**The task**.
Quote the lines from the one containing "Agricultural drone survey: scan the aerial photo for young" through the one containing "39, 30, 551, 417", reproducing them word for word.

**Records supplied**.

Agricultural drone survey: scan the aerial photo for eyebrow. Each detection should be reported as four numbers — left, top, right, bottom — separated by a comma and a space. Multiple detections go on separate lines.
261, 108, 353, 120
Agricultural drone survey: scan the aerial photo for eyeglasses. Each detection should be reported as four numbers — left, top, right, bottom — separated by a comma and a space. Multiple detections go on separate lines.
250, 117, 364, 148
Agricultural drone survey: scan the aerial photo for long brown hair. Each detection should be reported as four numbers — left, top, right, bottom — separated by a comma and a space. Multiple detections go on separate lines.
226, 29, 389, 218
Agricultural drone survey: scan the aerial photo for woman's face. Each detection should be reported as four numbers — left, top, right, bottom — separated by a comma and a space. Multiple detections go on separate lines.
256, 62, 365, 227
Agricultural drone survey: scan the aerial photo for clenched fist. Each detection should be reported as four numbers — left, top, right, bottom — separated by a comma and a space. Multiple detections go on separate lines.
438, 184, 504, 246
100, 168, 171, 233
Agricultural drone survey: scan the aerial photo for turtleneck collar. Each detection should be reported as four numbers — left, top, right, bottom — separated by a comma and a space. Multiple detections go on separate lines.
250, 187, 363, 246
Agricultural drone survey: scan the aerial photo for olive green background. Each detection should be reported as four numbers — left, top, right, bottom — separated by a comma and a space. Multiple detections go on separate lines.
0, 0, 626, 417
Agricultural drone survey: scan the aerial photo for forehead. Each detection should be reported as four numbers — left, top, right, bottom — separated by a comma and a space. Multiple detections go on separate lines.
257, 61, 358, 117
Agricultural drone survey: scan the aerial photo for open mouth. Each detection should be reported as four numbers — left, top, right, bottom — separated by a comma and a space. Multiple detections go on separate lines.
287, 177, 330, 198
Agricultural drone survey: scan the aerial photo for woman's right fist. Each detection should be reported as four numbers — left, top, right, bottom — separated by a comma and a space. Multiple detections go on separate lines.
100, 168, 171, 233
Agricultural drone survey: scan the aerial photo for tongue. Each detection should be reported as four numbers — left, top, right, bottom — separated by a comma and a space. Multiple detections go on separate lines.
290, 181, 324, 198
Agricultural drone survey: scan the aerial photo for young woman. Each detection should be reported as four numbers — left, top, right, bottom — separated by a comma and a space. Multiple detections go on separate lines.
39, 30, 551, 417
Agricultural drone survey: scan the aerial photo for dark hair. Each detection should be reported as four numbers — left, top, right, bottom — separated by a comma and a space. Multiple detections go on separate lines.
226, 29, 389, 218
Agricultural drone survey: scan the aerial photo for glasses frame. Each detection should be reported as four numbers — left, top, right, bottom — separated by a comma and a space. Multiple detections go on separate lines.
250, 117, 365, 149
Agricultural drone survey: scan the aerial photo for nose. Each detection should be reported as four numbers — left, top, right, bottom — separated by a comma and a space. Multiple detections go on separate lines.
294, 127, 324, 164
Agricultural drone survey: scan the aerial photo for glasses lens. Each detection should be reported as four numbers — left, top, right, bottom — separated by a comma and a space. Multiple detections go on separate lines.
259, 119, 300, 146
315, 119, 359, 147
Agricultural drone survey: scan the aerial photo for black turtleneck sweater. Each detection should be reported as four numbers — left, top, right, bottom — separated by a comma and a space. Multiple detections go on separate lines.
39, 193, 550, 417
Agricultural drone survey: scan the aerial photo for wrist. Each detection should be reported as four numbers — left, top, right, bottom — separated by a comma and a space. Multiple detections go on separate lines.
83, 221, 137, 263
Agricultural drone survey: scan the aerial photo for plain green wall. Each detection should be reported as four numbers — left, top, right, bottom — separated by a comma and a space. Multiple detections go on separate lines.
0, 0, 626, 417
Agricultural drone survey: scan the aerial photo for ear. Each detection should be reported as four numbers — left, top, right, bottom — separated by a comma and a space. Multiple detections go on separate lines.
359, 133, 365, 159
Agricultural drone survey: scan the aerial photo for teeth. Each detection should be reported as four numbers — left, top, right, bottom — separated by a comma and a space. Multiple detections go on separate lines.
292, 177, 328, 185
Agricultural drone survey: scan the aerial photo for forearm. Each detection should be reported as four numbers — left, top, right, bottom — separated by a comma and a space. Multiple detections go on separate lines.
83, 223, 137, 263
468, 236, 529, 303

**Answer to the problem**.
Agricultural drone survey: scan the aerial photo for young woman. Each detection should be reported as four numbers — left, top, right, bottom — separated by a comma and a space. Multiple detections go on separate lines.
39, 30, 551, 417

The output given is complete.